→ 目標
下に示す熊本県立劇場の紹介文を、一字一句変えずに全文抜き出してください。

→ 文書抜粋

熊本県立劇場
コンサートホール

2019.02.05
劇場・コンサートホール

施設説明

30年以上に渡って熊本県民に親しまれている劇場

JR熊本駅から5キロほど離れた場所、大学や小学校など多くの学校がある文教地区に、熊本県立劇場は建っています。

日本建築界の巨匠の一人である前川國男氏によって設計されたこの劇場は、二つの専用ホールをもつ大きな施設ですが、外壁の淡い紅色と低層なつくりによって、穏やかに周辺環境へ馴染んでいます。

劇場内部のいたるところに見られるのは、矢羽根模様のコンクリートの壁や柱です。コンクリート打ち放しの仕様は無機質な印象になりがちですが、コンクリートを固める型枠を杉の木の板でつくり、木目を斜めにした細長い板の向きを交互にし、表情をもたせています。この矢羽根模様は、ロビーなどの共用部のほか、両ホールの壁面にも施されています。

音の響きにこだわってつくられたコンサートホール

コンサートホールは、クラシック音楽の専用ホールです。音を最高の状態で聴衆に届けるために、空調などの音を発する機器を全て地下に収納して雑音を防ぐことを徹底し、2秒という長い残響時間も保持しています。ホールの内壁の角度も、デザイン性をもたせながら、音の反響を綿密に計算して設計されました。唯一無二のハーモニーを奏でるホールとして、オープンから36年が経った現在でも、一流の演奏家達から親しまれ続けています。

熊本県立劇場のためのオリジナルデザインのイス

客席のイスは、前川國男氏によるオリジナルデザインです。

背や肘当ての木部は、緻密な肌目で上品な風合いをもつカバ桜で製作されました。背板は、背のクッションを抱きかかえるような曲げ加工を施しており、木が着席する観客を包み込むようなデザインです。隣席との間の肘当ては、先端に向かって僅かに斜めに上げることで、腕や肘をかけた際の安定感をつくりだしています。さらに、指が触れる先端を下方向へ曲げて、当たりを和らげました。背板と肘当て、この二つの木の曲げ加工により、イス全体を柔らかい印象に創り上げています。

→ データ抜粋

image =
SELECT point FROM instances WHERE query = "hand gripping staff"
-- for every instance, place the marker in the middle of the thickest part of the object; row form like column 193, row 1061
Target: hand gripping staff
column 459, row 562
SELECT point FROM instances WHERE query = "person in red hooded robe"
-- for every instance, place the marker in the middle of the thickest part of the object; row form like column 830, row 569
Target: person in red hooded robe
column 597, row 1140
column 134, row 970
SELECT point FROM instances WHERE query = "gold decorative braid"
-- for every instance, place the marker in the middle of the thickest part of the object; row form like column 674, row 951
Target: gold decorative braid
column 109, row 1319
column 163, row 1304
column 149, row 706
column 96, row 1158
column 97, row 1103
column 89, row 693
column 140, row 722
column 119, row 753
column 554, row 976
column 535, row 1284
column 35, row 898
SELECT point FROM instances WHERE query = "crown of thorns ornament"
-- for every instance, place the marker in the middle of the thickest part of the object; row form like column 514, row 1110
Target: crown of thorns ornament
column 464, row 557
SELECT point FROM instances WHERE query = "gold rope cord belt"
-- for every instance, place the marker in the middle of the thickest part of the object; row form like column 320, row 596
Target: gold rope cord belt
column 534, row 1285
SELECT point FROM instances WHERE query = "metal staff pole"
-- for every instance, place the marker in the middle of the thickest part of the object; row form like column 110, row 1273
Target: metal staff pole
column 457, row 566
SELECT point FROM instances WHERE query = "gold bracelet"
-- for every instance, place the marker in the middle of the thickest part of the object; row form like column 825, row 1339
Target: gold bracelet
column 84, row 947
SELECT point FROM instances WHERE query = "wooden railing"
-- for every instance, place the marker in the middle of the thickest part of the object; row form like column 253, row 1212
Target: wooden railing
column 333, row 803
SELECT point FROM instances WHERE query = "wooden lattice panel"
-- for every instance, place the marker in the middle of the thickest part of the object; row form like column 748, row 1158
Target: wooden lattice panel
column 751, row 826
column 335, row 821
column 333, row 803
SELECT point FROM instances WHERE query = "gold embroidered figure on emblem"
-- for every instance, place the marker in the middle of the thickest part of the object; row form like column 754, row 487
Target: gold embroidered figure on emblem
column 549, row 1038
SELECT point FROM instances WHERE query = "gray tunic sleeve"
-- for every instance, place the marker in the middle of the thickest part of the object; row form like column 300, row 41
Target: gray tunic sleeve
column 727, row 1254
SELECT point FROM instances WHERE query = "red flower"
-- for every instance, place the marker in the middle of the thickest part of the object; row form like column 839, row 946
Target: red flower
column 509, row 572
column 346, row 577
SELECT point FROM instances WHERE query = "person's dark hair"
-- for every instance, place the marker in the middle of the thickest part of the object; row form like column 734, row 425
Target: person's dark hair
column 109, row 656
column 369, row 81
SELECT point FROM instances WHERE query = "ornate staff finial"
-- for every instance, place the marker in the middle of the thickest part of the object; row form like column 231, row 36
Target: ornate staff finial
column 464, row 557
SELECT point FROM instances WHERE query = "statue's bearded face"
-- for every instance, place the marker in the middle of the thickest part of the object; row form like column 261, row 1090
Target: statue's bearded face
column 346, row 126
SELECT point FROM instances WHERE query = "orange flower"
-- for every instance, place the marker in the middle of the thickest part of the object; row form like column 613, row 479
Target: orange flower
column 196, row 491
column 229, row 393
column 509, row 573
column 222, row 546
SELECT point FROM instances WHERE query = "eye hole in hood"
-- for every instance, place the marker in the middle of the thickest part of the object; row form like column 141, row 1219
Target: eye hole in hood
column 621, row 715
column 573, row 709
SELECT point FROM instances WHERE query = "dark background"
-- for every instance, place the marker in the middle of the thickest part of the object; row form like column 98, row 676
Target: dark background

→ 解答
熊本県立劇場
コンサートホール

2019.02.05
劇場・コンサートホール

施設説明

30年以上に渡って熊本県民に親しまれている劇場

JR熊本駅から5キロほど離れた場所、大学や小学校など多くの学校がある文教地区に、熊本県立劇場は建っています。

日本建築界の巨匠の一人である前川國男氏によって設計されたこの劇場は、二つの専用ホールをもつ大きな施設ですが、外壁の淡い紅色と低層なつくりによって、穏やかに周辺環境へ馴染んでいます。

劇場内部のいたるところに見られるのは、矢羽根模様のコンクリートの壁や柱です。コンクリート打ち放しの仕様は無機質な印象になりがちですが、コンクリートを固める型枠を杉の木の板でつくり、木目を斜めにした細長い板の向きを交互にし、表情をもたせています。この矢羽根模様は、ロビーなどの共用部のほか、両ホールの壁面にも施されています。

音の響きにこだわってつくられたコンサートホール

コンサートホールは、クラシック音楽の専用ホールです。音を最高の状態で聴衆に届けるために、空調などの音を発する機器を全て地下に収納して雑音を防ぐことを徹底し、2秒という長い残響時間も保持しています。ホールの内壁の角度も、デザイン性をもたせながら、音の反響を綿密に計算して設計されました。唯一無二のハーモニーを奏でるホールとして、オープンから36年が経った現在でも、一流の演奏家達から親しまれ続けています。

熊本県立劇場のためのオリジナルデザインのイス

客席のイスは、前川國男氏によるオリジナルデザインです。

背や肘当ての木部は、緻密な肌目で上品な風合いをもつカバ桜で製作されました。背板は、背のクッションを抱きかかえるような曲げ加工を施しており、木が着席する観客を包み込むようなデザインです。隣席との間の肘当ては、先端に向かって僅かに斜めに上げることで、腕や肘をかけた際の安定感をつくりだしています。さらに、指が触れる先端を下方向へ曲げて、当たりを和らげました。背板と肘当て、この二つの木の曲げ加工により、イス全体を柔らかい印象に創り上げています。